## [SHORT PROBLEM A]
In the records, render the lines starting at the one containing "blue flag shown in this photo." and ending at the one containing "(428, 1006)" as a Markdown table with the columns "No." and "Entry". Number each line in "No.", put its text in "Entry", and leave out any blank lines.

## [QUOTED TEXT]
“Big, brown & beautiful…”
The stunning 1989 ad of the year remains an industry classic
and epitomized the kind of assignment that every creative person dreams of one
day finding in his pigeonhole.”That was a fluke,” declares Nonoy Gallardo,
former basic/FCB executive director and now, president of Creative Partners.
“Our clients gave us complete freedom, it was a new
situation, and we were experimenting with a new sound. Serendipity talaga.
There will never be another account like that again”
The account was Cosmos Bottling Corporation, an old
softdrink manufacturer with such an image problem, Gallardo recalls, citing the
mountains of research conducted by Basic/FCB in preparation for the five-agency
bid, that store owners were actually ashamed to carry the brand. “All they
remember was the SARSI with egg. The brand needed a complete overhaul.”
The overhaul began when Cosmos was newly acquired by the
Concepcions, who wanted it relaunched in a big way. “Suddenly,” recalls the SARSI copywriter and now Jimenez/DMB&B creative director Teddy
Catuira,”there was this brand with a heritage, but with very poor
communications that wanted to go against the giants.”
It was decided early on, Catuira says, that music would be
the main weapon of choice. “What better way did you have of reaching the
youth?” explains Gallardo. “But if we came up with a typical Top 40s song, luma
kami sa Coke and Pepsi.”
Serendipity proved to be the savior because, at the same
time, Katha, the organization of songwriters of which Gallardo is an active
member, had been toying around with the concept of genuinely Filipino music,
searching for an amalgam of influences and northern and southern rhythms that could be considered
distinctively Pinoy. They called it “Brown Music,” and Gallardo and his
collaborator, composer Ryan Cayabyab, suddenly found themselves with a perfect
venue for experimentation. “We took Ryan and his keyboard to the presentation.”
Gallardo laughs,”and we lectured the client about the lack of dictinctiveness
of Filipino music.”
Soon, a series of commercial heralding the advent of the
“Bagong Tunog” was in the works, featuring independent ads that gave unique
personalities to SARSI, Cheers and Pop Colas as Basic/FCB plunged into a flurry
of activity. The Creative Guild chose SARSI’s “Angat sa Iba” 45 seconder
as the TV Ad of the Year.

## [SHORT PROBLEM B]
From the article on the 1989 SARSI ad, reproduce word for word the passage starting at "The stunning 1989" and ending at "sound. Serendipity talaga.".

Object position labeling entries:
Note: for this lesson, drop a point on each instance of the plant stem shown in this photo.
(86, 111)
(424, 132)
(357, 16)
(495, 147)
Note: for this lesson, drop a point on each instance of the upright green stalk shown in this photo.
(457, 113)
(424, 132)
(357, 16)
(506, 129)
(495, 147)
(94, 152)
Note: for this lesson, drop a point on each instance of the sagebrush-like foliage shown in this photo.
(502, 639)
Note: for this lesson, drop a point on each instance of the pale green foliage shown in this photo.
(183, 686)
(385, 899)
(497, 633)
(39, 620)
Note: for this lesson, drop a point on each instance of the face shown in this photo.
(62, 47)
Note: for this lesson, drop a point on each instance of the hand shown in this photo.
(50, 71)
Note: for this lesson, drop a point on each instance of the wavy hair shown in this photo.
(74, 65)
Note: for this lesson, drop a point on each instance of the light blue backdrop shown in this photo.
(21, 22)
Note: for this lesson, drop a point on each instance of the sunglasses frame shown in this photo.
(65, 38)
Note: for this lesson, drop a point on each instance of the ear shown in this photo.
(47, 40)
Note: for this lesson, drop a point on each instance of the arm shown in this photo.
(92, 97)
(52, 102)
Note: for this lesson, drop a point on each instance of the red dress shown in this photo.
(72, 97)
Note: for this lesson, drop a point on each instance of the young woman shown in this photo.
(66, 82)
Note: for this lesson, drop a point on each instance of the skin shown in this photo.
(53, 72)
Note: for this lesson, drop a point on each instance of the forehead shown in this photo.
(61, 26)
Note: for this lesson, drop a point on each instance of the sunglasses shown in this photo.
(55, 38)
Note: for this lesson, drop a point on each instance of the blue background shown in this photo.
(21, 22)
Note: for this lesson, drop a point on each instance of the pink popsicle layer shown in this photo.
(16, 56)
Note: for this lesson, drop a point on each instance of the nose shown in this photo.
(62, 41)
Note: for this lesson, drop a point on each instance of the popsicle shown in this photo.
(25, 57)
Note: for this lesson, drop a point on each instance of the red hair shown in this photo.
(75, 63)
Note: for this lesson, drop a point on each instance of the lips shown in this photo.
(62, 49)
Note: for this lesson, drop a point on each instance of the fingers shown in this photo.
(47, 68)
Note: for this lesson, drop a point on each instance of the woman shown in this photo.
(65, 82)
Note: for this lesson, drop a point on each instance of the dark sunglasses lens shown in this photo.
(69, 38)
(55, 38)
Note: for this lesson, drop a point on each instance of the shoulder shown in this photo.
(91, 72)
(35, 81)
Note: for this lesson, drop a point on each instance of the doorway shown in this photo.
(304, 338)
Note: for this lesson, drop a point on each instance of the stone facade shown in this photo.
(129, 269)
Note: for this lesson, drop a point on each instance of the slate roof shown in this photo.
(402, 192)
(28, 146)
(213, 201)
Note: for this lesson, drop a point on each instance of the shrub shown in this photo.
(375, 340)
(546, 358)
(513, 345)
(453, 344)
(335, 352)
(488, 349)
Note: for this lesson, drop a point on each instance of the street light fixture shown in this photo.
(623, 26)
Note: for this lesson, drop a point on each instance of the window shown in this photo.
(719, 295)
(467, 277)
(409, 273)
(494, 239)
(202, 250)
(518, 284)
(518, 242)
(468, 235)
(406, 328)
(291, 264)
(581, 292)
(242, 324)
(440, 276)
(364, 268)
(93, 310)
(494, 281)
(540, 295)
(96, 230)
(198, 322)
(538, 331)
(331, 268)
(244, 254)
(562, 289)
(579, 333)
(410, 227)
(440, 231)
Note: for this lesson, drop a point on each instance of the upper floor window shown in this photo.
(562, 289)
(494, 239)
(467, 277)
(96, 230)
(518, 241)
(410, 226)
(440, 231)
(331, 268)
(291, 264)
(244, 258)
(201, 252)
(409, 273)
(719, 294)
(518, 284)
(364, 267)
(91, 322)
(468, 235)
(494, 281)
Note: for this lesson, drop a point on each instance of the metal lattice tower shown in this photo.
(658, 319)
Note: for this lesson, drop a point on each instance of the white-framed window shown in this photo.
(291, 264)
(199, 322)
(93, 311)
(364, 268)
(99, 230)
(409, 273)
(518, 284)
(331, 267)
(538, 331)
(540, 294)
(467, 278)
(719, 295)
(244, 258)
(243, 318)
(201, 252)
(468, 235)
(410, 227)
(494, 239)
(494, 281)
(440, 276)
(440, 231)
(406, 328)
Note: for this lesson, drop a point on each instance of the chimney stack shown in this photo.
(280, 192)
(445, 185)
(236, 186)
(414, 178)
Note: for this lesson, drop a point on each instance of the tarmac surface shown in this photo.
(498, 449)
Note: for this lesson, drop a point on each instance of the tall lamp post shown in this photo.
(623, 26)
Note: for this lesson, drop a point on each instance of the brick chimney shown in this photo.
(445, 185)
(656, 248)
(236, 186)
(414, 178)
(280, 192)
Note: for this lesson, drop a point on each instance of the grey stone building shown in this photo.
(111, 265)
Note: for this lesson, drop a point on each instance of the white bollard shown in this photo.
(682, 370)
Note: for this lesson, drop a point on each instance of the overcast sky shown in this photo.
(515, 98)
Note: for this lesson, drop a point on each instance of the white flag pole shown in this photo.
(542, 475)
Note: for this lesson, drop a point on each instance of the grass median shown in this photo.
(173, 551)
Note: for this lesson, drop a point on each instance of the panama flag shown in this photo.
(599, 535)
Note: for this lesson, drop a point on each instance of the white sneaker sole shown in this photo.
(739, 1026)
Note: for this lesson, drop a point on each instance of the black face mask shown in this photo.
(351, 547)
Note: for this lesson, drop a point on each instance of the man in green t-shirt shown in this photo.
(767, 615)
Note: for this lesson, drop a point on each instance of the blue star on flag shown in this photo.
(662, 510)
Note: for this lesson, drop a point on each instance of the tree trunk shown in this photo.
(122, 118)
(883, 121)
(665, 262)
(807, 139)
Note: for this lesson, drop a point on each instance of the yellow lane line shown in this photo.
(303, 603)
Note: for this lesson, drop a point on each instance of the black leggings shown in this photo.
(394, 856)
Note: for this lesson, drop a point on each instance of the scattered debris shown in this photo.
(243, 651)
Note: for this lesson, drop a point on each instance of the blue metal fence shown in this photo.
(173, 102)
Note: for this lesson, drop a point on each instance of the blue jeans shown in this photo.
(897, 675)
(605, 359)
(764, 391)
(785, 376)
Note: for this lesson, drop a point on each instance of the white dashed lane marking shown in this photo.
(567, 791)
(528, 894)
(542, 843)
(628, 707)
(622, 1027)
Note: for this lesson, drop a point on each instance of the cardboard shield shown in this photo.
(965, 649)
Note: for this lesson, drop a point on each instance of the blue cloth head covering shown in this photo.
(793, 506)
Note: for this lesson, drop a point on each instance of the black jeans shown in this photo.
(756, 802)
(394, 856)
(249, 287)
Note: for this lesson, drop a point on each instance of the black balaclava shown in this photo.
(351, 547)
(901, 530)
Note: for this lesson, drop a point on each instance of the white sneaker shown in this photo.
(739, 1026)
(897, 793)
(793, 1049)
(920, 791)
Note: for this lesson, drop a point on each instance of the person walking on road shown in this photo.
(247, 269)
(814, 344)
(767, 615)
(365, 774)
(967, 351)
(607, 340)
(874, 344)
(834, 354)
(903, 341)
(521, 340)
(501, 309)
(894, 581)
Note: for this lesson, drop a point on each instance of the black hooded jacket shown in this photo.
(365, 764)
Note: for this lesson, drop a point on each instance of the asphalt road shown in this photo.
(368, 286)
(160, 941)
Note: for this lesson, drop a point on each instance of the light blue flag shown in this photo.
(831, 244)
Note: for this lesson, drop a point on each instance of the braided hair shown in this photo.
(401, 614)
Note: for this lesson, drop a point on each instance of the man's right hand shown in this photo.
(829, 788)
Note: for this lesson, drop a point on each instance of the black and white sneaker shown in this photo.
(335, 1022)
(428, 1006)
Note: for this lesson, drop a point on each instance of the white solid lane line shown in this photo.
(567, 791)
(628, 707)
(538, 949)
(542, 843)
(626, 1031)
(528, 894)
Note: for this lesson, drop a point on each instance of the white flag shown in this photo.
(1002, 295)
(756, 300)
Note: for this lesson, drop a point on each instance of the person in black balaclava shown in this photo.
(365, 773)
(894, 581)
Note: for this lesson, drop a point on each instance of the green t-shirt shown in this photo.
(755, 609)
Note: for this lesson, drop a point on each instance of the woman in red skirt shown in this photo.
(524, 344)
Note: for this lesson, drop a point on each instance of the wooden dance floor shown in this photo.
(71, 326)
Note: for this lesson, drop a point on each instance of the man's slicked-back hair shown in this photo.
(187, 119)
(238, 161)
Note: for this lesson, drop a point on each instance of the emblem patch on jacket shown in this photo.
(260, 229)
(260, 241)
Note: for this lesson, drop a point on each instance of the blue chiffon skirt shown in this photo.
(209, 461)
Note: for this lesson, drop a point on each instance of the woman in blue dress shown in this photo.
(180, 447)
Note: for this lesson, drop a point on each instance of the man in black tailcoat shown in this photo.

## [FULL ANSWER A]
| No. | Entry |
|---|---|
| 1 | Note: for this lesson, drop a point on each instance of the light blue flag shown in this photo. |
| 2 | (831, 244) |
| 3 | Note: for this lesson, drop a point on each instance of the braided hair shown in this photo. |
| 4 | (401, 614) |
| 5 | Note: for this lesson, drop a point on each instance of the man's right hand shown in this photo. |
| 6 | (829, 788) |
| 7 | Note: for this lesson, drop a point on each instance of the black and white sneaker shown in this photo. |
| 8 | (335, 1022) |
| 9 | (428, 1006) |

## [FULL ANSWER B]
The stunning 1989 ad of the year remains an industry classic
and epitomized the kind of assignment that every creative person dreams of one
day finding in his pigeonhole.”That was a fluke,” declares Nonoy Gallardo,
former basic/FCB executive director and now, president of Creative Partners.
“Our clients gave us complete freedom, it was a new
situation, and we were experimenting with a new sound. Serendipity talaga.